Marico Renaud a dit…

Je suis dans le même questionnement que Framboise et prête aussi à parrainer, mais que ce soit vraiment utilisé pour les enfants et ceux qui en prennent soin.
Avez-vous des suggestions? Je suis certaine que bien des gens se posent les mêmes questions.

Franky a dit…

Jean-François, je te lis depuis le début...et j'ai mal...tellement...et malgré les sous donnés et redonnés..on se sent tellement impuissant...je disais à Josée il y a pas si longtemps...si j'étais plus jeune...j'adopterais...j'irais...mais ...je t'admire ainsi que Johanne d'être restés..là..malgré tout...et surtout..de continuer votre mission...samedi, ns irons enterrez Roger qui avait lui aussi à coeur ces missions...Ton ancienne collègue...F

Une femme libre a dit…

Ironique que l'Unicef, qui est contre l'adoption, soit l'organisme qui gère les adoptions!

## Données de l'exercice
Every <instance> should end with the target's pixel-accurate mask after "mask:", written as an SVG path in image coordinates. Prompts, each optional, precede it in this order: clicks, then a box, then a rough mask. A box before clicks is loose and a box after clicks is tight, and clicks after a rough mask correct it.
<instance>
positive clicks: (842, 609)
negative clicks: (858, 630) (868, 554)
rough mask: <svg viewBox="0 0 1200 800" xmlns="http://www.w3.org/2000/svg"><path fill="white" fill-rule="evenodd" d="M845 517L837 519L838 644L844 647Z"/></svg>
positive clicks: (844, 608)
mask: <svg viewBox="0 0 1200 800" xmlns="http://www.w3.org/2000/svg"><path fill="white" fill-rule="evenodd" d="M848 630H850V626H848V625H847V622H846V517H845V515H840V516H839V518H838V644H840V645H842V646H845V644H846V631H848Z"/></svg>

## Actions à mener
• 1. Dans les entrées, remplacez « rough mask » par « coarse mask », depuis le début des entrées jusqu'à la ligne contenant « positive clicks: (844, 608) » incluse, sans rien modifier d'autre.
• 2. Reprenez les commentaires sur le parrainage et l'adoption à l'endroit où ils s'arrêtent.

## Problèmes résolus
• 1.
Every <instance> should end with the target's pixel-accurate mask after "mask:", written as an SVG path in image coordinates. Prompts, each optional, precede it in this order: clicks, then a box, then a coarse mask. A box before clicks is loose and a box after clicks is tight, and clicks after a coarse mask correct it.
<instance>
positive clicks: (842, 609)
negative clicks: (858, 630) (868, 554)
coarse mask: <svg viewBox="0 0 1200 800" xmlns="http://www.w3.org/2000/svg"><path fill="white" fill-rule="evenodd" d="M845 517L837 519L838 644L844 647Z"/></svg>
positive clicks: (844, 608)

• 2.
Une femme libre a dit…

Pour parrainer, il y a Soleil des nations en qui j'ai confiance. Je parraine depuis peu une petite fille par leur entremise. La responsable du parrainage, qui connaît bien Haïti, a un blogue: Mamounia "http://secretmom.canalblog.com"

André PAILLÉ a dit…

Vos Photos sont exceptionnelles. WOW
Et en plus accompagnées d'un texte qui porte à réfléchir.